[Aim of the task] Among the lines below, copy each one in which "marker" appears.

[Records for this exercise]

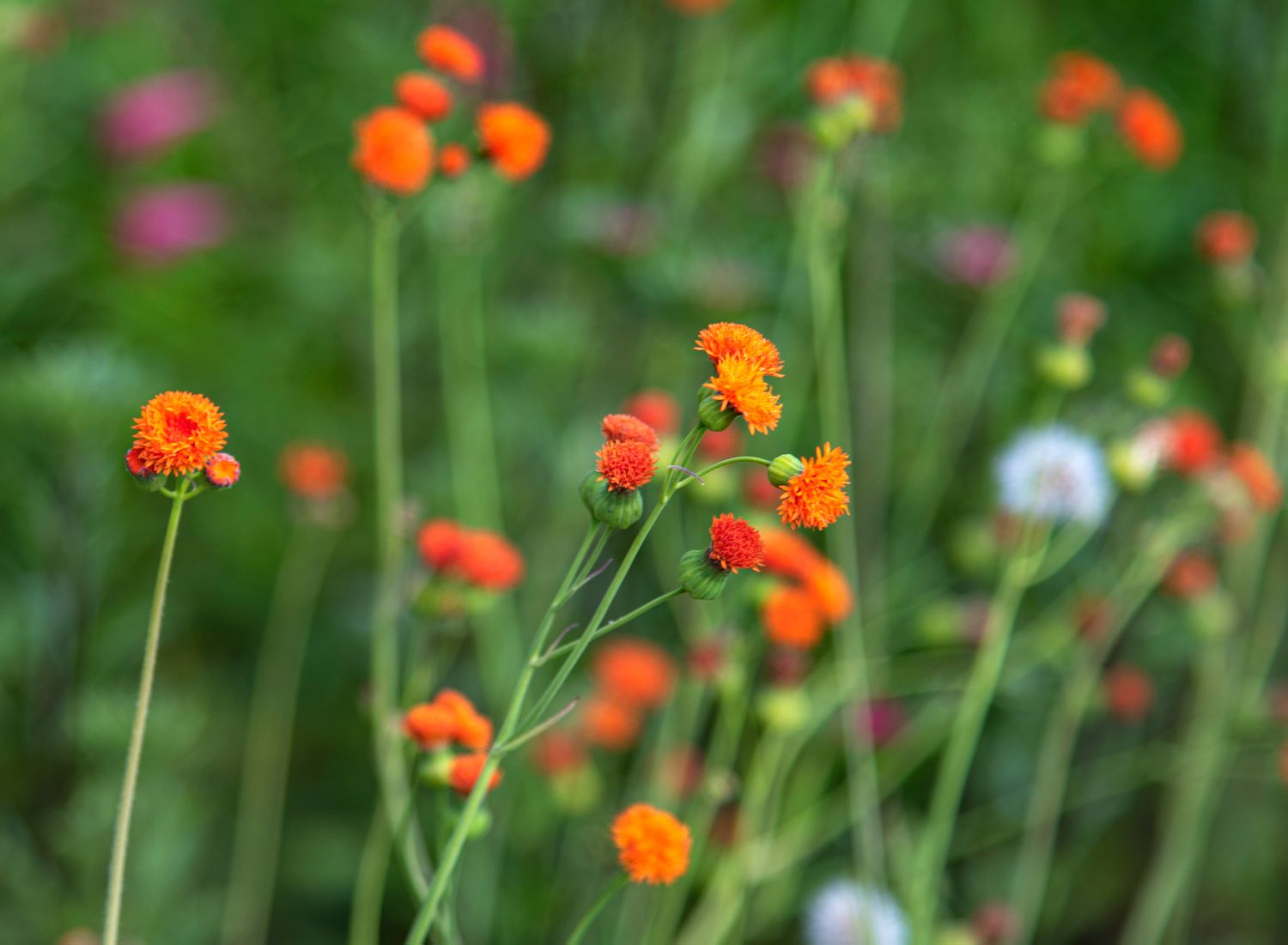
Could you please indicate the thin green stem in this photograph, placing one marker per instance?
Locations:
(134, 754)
==
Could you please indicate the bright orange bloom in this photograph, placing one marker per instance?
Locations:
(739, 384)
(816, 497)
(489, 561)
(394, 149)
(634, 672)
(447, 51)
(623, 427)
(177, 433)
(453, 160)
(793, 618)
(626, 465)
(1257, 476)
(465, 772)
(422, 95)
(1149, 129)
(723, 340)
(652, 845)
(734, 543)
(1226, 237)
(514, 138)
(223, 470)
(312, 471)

[Response to the exercise]
Could you please indicate the thin green stem in this photograph, placing one marker per instance?
Could you please indicate the bright orange bloom in this photograph, placing one marker per instance?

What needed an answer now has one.